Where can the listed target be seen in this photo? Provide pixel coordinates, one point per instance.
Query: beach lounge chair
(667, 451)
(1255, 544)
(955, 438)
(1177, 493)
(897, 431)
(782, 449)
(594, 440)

Task objective:
Each record above should be returned exactly as it appears.

Written reply:
Where can the listed target be seen in this photo? Provide pixel coordinates, one point per instance.
Query: beach lounge chair
(667, 451)
(1255, 544)
(955, 438)
(1177, 493)
(897, 431)
(782, 449)
(594, 440)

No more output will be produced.